## Task statement
Please pick out every line in the data below that contains the word "shoulder", and copy each of those lines.

## Stored rows
=-=-=

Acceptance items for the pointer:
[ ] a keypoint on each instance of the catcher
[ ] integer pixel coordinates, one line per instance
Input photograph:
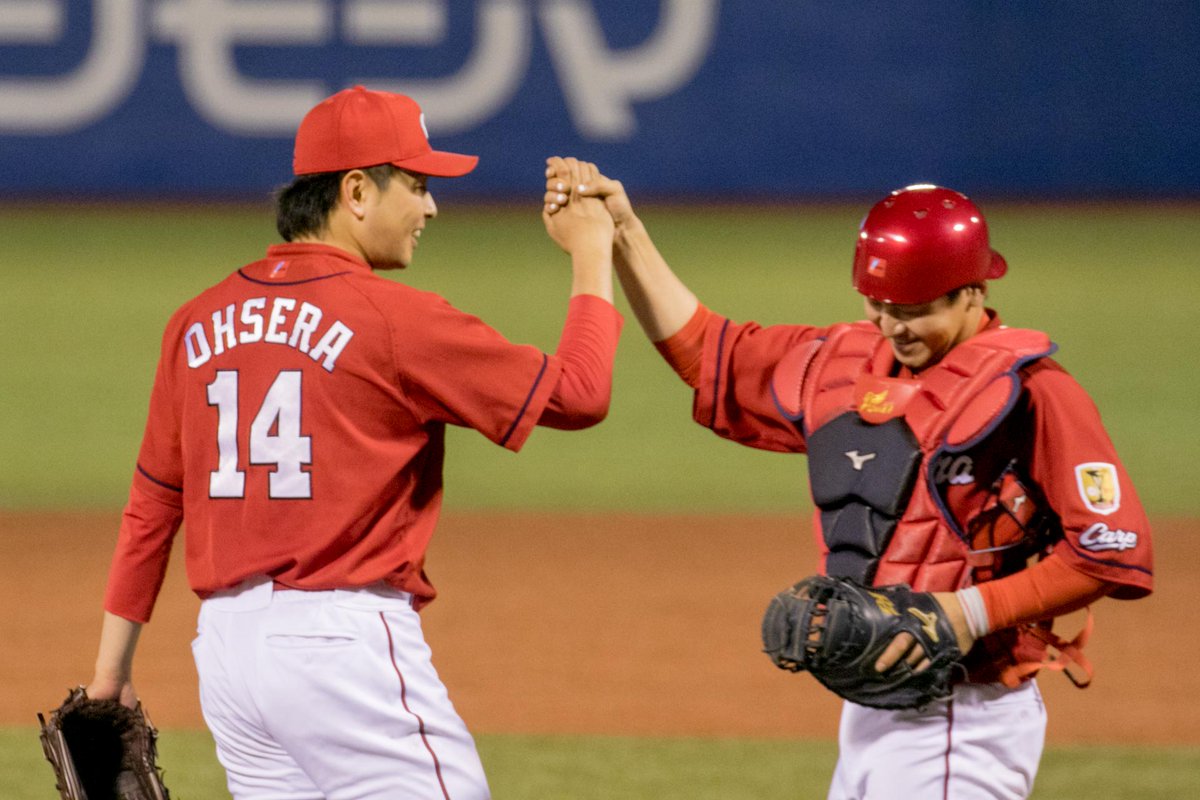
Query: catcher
(102, 750)
(966, 492)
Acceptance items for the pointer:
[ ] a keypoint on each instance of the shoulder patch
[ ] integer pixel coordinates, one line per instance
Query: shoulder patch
(1098, 486)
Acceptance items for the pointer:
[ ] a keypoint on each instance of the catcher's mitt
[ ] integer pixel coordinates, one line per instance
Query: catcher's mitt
(837, 629)
(101, 750)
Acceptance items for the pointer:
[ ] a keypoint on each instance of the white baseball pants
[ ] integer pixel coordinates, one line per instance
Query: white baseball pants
(329, 695)
(982, 744)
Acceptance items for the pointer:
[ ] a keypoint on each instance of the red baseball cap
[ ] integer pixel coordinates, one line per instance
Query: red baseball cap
(359, 127)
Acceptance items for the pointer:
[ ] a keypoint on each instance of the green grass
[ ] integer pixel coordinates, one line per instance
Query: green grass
(88, 290)
(586, 768)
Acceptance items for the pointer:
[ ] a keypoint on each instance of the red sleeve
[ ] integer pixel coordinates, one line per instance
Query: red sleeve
(1048, 589)
(733, 397)
(1107, 533)
(587, 350)
(155, 509)
(456, 368)
(684, 349)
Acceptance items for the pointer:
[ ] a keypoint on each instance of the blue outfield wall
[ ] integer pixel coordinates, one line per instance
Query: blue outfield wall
(682, 98)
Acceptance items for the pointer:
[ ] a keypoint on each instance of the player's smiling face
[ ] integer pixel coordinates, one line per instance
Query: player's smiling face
(922, 334)
(401, 211)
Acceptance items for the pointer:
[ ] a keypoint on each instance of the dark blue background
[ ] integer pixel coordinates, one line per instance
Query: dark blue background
(796, 100)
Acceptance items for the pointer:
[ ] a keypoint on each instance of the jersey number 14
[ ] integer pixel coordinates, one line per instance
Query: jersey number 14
(275, 439)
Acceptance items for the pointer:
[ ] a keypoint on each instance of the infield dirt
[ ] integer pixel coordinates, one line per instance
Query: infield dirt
(593, 624)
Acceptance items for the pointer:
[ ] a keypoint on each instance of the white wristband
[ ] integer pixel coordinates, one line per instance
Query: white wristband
(975, 611)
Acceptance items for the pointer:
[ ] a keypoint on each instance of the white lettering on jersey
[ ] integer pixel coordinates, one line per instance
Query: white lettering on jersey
(222, 330)
(1102, 537)
(305, 325)
(277, 326)
(331, 344)
(277, 319)
(252, 320)
(197, 346)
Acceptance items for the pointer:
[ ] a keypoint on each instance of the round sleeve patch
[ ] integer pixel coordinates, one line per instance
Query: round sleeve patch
(1098, 486)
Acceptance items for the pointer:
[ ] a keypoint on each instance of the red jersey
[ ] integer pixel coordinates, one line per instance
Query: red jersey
(1053, 438)
(297, 422)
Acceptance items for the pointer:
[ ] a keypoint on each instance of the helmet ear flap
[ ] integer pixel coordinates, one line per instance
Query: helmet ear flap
(921, 242)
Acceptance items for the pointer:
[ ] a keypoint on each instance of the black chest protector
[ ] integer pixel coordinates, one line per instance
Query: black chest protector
(862, 477)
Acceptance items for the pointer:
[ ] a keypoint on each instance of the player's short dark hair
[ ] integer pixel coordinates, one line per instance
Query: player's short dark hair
(303, 206)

=-=-=

## Response to this exercise
[ ] a keypoint on each instance of the shoulder patch
Query: shoulder patch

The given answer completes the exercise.